Start SOURCE DATA

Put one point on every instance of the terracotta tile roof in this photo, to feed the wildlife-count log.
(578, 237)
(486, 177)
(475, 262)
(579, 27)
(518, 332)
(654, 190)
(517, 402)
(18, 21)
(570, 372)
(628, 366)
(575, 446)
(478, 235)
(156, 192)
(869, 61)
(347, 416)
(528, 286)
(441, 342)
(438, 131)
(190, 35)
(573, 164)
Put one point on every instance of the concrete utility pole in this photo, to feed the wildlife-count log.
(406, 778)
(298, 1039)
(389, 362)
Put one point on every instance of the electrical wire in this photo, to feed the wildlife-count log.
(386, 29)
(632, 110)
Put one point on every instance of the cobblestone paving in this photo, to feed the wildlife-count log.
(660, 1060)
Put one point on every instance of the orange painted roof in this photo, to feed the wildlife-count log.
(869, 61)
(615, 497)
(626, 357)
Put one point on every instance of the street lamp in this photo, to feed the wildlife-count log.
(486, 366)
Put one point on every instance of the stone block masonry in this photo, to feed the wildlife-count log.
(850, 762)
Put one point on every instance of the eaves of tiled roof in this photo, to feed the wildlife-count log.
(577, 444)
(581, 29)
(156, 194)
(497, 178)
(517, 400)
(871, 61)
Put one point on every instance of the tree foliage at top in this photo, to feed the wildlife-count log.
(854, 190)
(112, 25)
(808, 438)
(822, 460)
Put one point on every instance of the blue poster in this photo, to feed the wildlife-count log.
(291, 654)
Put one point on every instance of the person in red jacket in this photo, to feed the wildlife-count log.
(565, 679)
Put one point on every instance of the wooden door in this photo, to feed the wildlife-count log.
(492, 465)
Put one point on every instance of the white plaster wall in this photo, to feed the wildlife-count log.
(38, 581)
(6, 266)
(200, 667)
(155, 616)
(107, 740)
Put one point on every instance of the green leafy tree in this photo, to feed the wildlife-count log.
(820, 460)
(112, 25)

End SOURCE DATA

◆ AIM OF THE TASK ◆
Output all of the entries above again, line for line and without any changes.

◆ WRITTEN REPLY ◆
Put one point on every instance of the terracotta tile roof in this photo, to feed the wildlife-count log.
(578, 237)
(486, 177)
(475, 262)
(579, 27)
(518, 332)
(654, 190)
(517, 402)
(18, 21)
(570, 372)
(628, 366)
(575, 446)
(478, 235)
(156, 192)
(869, 61)
(347, 416)
(528, 286)
(441, 342)
(438, 131)
(190, 35)
(573, 164)
Put one point on every instance of the concrete utility pole in this photo, to feed the wildlife-count log.
(406, 778)
(298, 1039)
(389, 362)
Put one point on every instance of the electrical wire in this photo, to feed the wildlife-count log.
(386, 29)
(632, 110)
Put one point on every instance of the cobblestone paving in this photo, to feed the wildlife-count log.
(660, 1060)
Put one point on every instance of the orange painted roof in this photo, to feed the wildlife-count log.
(869, 61)
(615, 497)
(626, 357)
Put one point on every instance of the street lamp in this photo, to feed the wildlife-count log.
(486, 366)
Put one point on every instance of the stone block masonry in this photo, to feed the wildlife-count log.
(850, 762)
Put one point on every instance of the eaves of tiled roof in this photo, to feed the wildlife-count log.
(577, 444)
(581, 29)
(156, 194)
(497, 178)
(517, 400)
(871, 61)
Put one point on every instance of the tree foliage at top in this photo, to feed the wildlife-count log.
(854, 190)
(112, 25)
(808, 438)
(822, 460)
Put one point on every instance of the blue poster in this photo, to feed the wildlife-count log.
(291, 654)
Put one point on every instance of the person in red jacket in this photo, to feed the wildlife-count log.
(565, 679)
Put one point on every instance of the wooden door in this photo, to feed the wildlife-count log.
(492, 465)
Put one point on every instance of the white plaster wall in this photo, to feed the wildlife-count log.
(38, 581)
(6, 266)
(200, 667)
(155, 616)
(107, 740)
Put one point on every instance of the green leafy tree in this photo, to feed the wildlife-count log.
(820, 460)
(112, 25)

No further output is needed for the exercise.